### Exercise description
Repeat each record exactly. Any picture gets left out.

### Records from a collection
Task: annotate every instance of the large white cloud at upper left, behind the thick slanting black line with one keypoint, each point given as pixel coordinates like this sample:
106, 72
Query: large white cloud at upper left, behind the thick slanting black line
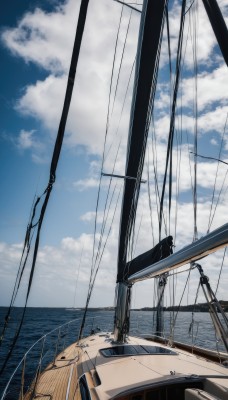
42, 38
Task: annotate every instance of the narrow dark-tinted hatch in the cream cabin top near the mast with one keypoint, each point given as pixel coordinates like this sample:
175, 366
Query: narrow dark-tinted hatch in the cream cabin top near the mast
129, 350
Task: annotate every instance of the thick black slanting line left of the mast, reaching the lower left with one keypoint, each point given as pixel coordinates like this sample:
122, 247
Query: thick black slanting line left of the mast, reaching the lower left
56, 153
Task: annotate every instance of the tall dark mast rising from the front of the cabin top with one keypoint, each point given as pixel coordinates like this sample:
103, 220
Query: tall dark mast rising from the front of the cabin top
147, 60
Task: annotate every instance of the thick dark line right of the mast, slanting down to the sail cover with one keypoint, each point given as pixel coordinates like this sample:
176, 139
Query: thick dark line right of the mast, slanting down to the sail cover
172, 121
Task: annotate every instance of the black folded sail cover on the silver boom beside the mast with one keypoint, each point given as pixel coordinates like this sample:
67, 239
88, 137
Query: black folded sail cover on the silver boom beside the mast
162, 250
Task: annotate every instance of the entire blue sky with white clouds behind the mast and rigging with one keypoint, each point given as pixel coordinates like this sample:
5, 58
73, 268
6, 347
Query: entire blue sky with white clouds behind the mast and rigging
36, 44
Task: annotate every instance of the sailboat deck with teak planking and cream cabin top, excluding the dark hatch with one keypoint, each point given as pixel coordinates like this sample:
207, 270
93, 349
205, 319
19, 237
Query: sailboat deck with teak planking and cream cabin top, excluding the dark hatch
120, 376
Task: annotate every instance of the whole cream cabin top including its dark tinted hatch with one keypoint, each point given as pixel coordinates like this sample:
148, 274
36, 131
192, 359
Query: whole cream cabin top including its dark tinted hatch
143, 370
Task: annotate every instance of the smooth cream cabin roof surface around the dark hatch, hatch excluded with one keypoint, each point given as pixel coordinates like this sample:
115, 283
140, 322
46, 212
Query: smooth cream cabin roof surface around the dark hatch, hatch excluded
118, 374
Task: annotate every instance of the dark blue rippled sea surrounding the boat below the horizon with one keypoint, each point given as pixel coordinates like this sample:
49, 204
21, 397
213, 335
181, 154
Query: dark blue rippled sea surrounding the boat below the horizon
39, 322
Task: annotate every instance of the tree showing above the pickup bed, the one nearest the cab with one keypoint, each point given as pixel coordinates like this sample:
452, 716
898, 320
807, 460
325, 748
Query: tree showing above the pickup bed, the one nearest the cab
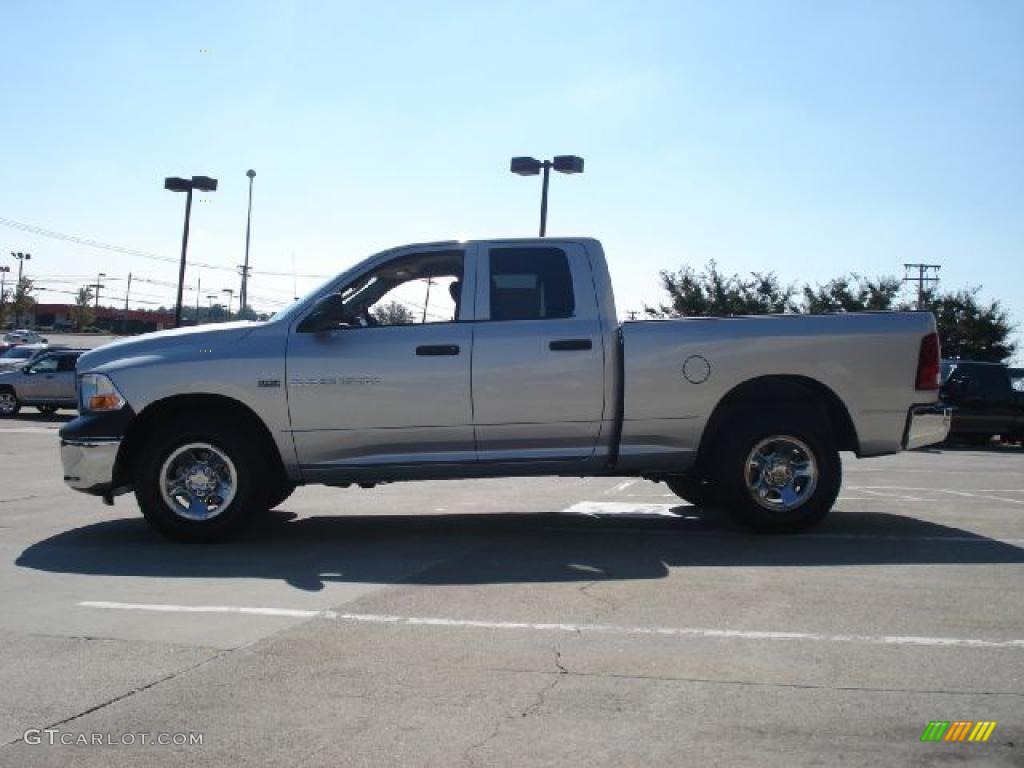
712, 293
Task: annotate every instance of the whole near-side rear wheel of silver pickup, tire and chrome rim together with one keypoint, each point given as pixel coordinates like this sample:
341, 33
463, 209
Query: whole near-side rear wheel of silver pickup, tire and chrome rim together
780, 473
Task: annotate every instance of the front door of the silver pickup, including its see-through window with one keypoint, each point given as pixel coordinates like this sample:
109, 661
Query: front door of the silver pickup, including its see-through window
390, 387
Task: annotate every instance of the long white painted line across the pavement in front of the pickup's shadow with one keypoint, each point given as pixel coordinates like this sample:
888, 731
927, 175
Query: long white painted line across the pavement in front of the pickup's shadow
682, 632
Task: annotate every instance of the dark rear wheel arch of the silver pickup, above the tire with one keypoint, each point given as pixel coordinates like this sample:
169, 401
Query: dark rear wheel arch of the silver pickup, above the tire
781, 391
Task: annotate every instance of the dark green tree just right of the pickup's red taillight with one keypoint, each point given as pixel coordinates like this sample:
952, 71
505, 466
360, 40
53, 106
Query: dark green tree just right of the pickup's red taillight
970, 329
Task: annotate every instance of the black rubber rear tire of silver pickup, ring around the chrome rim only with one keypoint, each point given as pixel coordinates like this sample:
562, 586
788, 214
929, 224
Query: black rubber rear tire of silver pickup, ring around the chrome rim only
743, 435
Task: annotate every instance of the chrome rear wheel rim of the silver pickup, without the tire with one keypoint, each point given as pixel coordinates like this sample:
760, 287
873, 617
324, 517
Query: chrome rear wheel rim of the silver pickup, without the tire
782, 474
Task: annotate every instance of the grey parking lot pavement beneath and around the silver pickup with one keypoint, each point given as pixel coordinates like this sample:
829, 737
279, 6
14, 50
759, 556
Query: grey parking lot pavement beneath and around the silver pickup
517, 622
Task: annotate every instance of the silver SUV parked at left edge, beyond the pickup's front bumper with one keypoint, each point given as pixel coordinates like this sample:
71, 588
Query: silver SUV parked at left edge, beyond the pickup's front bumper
48, 383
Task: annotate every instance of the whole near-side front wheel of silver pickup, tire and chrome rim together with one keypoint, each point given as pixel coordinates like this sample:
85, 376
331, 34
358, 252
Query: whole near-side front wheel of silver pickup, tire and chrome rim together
199, 480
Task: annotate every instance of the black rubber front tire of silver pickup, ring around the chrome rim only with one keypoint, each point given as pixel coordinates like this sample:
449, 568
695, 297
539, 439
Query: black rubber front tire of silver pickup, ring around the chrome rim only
237, 445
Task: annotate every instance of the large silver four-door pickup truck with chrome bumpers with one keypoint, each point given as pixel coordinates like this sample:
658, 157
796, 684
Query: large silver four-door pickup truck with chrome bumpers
497, 359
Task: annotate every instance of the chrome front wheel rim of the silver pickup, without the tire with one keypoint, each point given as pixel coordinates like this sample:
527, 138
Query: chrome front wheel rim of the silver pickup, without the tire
198, 482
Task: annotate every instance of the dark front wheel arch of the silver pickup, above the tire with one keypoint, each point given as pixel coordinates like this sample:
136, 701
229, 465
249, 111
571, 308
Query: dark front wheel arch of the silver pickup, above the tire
167, 409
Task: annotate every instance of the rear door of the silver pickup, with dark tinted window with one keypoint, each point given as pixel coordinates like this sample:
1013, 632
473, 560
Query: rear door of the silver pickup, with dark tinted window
538, 355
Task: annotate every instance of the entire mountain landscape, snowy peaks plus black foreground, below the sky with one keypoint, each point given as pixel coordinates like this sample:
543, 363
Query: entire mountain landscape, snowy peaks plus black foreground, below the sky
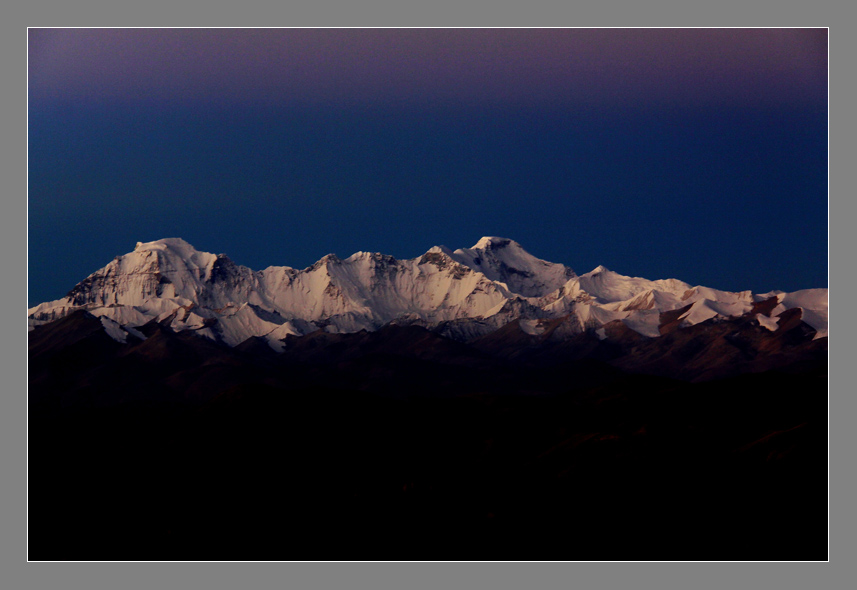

### Answer
Task: annotate every instance of the large white cloud at upper left, behind the thick slanting black line with one keypoint, each point given as pixel coordinates like this sample:
106, 72
Query: large white cloud at upper left, behind the thick slanting black line
42, 38
Task: annotate every instance of the narrow dark-tinted hatch in the cream cabin top near the mast with one keypoint, each point given as pixel coordinates like this sample:
175, 366
Query: narrow dark-tinted hatch in the cream cabin top near the mast
129, 350
Task: annotate every instance of the thick black slanting line left of the mast, reaching the lower left with one keypoint, each point given as pixel coordinates like this sample:
122, 247
Query: thick black slanting line left of the mast, reaching the lower left
56, 153
Task: annotate every instance of the tall dark mast rising from the front of the cabin top with one keypoint, each point given as pixel coordinates like this sample:
103, 220
Query: tall dark mast rising from the front of the cabin top
147, 60
Task: annotate every instance of the thick dark line right of the mast, slanting down to the sail cover with one keypoint, each point given as pixel coordinates like this sample:
176, 139
Query: thick dark line right of the mast, slanting down to the sail cover
172, 121
Task: annotate every instance of the black folded sail cover on the silver boom beside the mast with one keypoint, each point given as pixel coordinates like this sample:
67, 239
88, 137
Query: black folded sail cover on the silver boom beside the mast
162, 250
Task: annotate every instance of the entire blue sky with white clouds behind the mast and rigging with one keypoint, each point given as pixel coordinates like this sample:
5, 58
73, 268
6, 347
Query: entire blue sky with white clouds behind the mast and rigging
36, 44
Task: annotate every instance of the sailboat deck with teak planking and cream cabin top, excluding the dark hatch with one keypoint, each point given as pixel coordinates like this sample:
207, 270
93, 349
205, 319
19, 237
Query: sailboat deck with teak planking and cream cabin top, excluding the dark hatch
120, 376
Task: annotate every instance of the whole cream cabin top including its dark tinted hatch with one keypoint, each point given as pixel coordinates like this sample:
148, 274
36, 131
192, 359
Query: whole cream cabin top including its dark tinted hatch
143, 370
Task: annotate every instance of the smooth cream cabin roof surface around the dark hatch, hatch excluded with one keypoint, each point given as pixel coordinates like this sample:
115, 283
140, 322
46, 212
Query: smooth cream cabin roof surface around the dark hatch, hatch excluded
118, 374
Task: annotate every instance of the dark blue rippled sea surrounding the boat below the horizon with one keypoint, each point given as pixel coordinates like this sample:
49, 204
21, 397
213, 335
181, 154
Query: dark blue rippled sea surrounding the boat below the horizon
39, 322
Task: annotate every instance of the tree showing above the pickup bed, the one nearest the cab with one keypoint, each point given as pixel coordinates like this sample:
452, 716
898, 320
807, 460
325, 748
Query: tree showing above the pickup bed, the one nearest the cab
712, 293
Task: annotate every instance of the whole near-side rear wheel of silver pickup, tire and chrome rim together with one keypoint, each point given as pixel coordinates like this sample:
341, 33
463, 209
Query: whole near-side rear wheel of silver pickup, tire and chrome rim together
780, 473
Task: annotate every instance of the front door of the silver pickup, including its see-through window with one keypoint, each point given as pixel coordinates like this sample:
109, 661
Query: front door of the silver pickup, including its see-through window
390, 387
Task: annotate every instance of the long white painted line across the pavement in front of the pickup's shadow with one keypoint, each point given as pixel coordinates like this sample:
888, 731
927, 175
Query: long white painted line across the pavement in front of the pickup's shadow
682, 632
Task: annotate every instance of the dark rear wheel arch of the silver pickup, above the tire with one keypoint, each point given as pixel coordinates like this sample:
169, 401
Query: dark rear wheel arch of the silver pickup, above the tire
781, 391
Task: annotate every instance of the dark green tree just right of the pickup's red taillight with one keypoint, each point given as pixel coordinates like this sample:
952, 71
505, 466
360, 40
53, 106
Query: dark green tree just right of the pickup's red taillight
970, 329
Task: annotate every instance of the black rubber rear tire of silver pickup, ring around the chrome rim only with one keypoint, each point given as pixel coordinates like this sample:
562, 586
788, 214
929, 224
Query: black rubber rear tire of silver pickup, ring around the chrome rim only
743, 435
Task: annotate every instance of the chrome rear wheel rim of the silver pickup, without the tire with one keypoint, each point given as pixel coordinates like this sample:
760, 287
873, 617
324, 517
Query: chrome rear wheel rim of the silver pickup, without the tire
782, 474
Task: annotate every instance of the grey parking lot pavement beneath and around the silver pickup with one keypoint, each point given as pixel coordinates like this sample:
829, 737
279, 6
14, 50
759, 556
Query: grey parking lot pavement beneath and around the silver pickup
517, 622
Task: annotate every instance of the silver SUV parked at left edge, beyond the pickup's front bumper with one keypoint, each point given as pixel coordinates like this sample:
71, 588
Query: silver SUV parked at left edge, beyond the pickup's front bumper
48, 383
Task: annotate every instance of the whole near-side front wheel of silver pickup, tire and chrome rim together with one keypoint, each point given as pixel coordinates like this sample:
85, 376
331, 34
358, 252
Query: whole near-side front wheel of silver pickup, tire and chrome rim together
199, 480
Task: annotate every instance of the black rubber front tire of silver pickup, ring around the chrome rim only with one keypoint, each point given as pixel coordinates like this sample:
449, 568
695, 297
539, 439
Query: black rubber front tire of silver pickup, ring around the chrome rim only
237, 445
Task: annotate every instance of the large silver four-door pickup truck with chrome bumpers with one keypoint, each point given as pixel coordinates like this sample:
658, 157
796, 684
Query: large silver four-door pickup truck with chrome bumpers
497, 359
Task: annotate every instance of the chrome front wheel rim of the silver pickup, without the tire with one keypoint, each point given as pixel coordinates like this sample:
527, 138
Query: chrome front wheel rim of the silver pickup, without the tire
198, 482
Task: annotate every instance of the dark front wheel arch of the silver pickup, above the tire with one keypoint, each point given as pixel coordinates like this sample:
136, 701
229, 465
249, 111
571, 308
Query: dark front wheel arch of the silver pickup, above the tire
167, 409
Task: annotate every instance of the rear door of the silver pickup, with dark tinted window with one keypoint, each point given as pixel coordinates like this sample:
1013, 632
473, 560
Query: rear door of the silver pickup, with dark tinted window
538, 355
Task: annotate every instance of the entire mountain landscape, snowy peaks plus black foreground, below the sky with one keypoint, each point given as pixel coordinates like this sample:
543, 363
Query: entire mountain landscape, snowy peaks plus black foreground, below the sky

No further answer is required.